→ **YOUR TASK**:
Please copy the lines of the material below, starting with the line that contains "trace the outline of every instance of the window" and going on through the line that contains "361L344 354L344 314L249", replacing "straight edges" with "straight sides" and leaving everything else unchanged.

[Some records]
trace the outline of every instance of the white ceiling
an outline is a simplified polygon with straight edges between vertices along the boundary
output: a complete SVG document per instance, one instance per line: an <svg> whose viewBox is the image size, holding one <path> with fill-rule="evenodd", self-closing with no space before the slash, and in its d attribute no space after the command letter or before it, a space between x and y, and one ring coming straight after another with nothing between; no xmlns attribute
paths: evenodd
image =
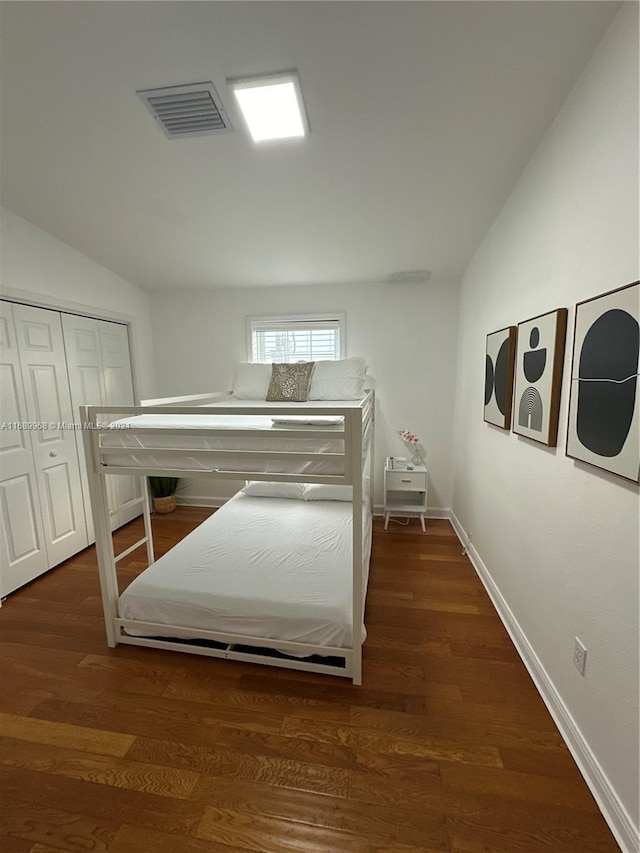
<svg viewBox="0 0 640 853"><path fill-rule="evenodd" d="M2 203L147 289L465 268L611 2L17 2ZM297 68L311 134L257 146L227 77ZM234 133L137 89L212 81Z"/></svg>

==

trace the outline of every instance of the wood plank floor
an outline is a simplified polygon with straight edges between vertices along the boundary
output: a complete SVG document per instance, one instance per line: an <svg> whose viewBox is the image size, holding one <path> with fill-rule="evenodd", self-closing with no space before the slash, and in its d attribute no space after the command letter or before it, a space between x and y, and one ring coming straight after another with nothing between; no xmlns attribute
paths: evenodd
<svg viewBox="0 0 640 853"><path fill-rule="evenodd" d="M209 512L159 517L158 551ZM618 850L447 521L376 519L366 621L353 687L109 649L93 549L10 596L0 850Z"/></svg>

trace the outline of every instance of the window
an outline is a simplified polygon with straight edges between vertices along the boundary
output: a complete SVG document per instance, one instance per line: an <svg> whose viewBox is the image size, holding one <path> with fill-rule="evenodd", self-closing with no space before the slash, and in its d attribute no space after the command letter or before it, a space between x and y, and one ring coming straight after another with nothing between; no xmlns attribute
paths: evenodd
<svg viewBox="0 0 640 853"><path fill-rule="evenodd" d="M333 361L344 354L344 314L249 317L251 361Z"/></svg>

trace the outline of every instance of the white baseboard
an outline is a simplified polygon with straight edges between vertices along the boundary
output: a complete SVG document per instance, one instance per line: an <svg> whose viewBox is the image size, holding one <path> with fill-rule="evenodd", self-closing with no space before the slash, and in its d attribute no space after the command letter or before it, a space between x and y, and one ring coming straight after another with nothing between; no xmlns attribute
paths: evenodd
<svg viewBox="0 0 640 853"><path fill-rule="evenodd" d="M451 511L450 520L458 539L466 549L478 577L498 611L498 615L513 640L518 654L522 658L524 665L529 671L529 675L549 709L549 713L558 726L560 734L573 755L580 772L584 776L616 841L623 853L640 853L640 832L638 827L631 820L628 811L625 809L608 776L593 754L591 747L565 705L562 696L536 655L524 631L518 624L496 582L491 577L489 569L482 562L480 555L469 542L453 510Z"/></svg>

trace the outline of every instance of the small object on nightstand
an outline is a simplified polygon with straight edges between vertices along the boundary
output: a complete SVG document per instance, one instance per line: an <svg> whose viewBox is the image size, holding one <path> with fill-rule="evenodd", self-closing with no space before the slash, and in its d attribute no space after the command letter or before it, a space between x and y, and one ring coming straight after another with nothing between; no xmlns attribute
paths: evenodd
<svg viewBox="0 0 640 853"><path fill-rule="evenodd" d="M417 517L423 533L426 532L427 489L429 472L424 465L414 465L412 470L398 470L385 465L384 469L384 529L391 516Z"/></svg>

...

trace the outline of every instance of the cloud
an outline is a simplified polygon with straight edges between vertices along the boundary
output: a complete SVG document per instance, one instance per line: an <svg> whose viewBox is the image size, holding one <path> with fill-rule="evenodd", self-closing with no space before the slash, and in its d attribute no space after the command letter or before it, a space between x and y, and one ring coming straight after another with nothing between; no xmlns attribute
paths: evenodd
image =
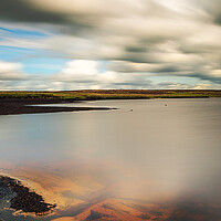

→ **EXERCISE RESULT**:
trace the outline of every instance of the window
an outline is a simplified polygon with straight sides between vertices along the boundary
output: a complete SVG document per instance, one instance per line: an <svg> whose viewBox is the image size, holding one <path> with fill-rule="evenodd", self-closing with no space before the slash, and in its d attribute no space after the command letter or before it, a space between x and y, and one ring coming straight after another with nothing between; no xmlns attribute
paths: evenodd
<svg viewBox="0 0 640 853"><path fill-rule="evenodd" d="M333 361L344 354L344 314L249 317L251 361Z"/></svg>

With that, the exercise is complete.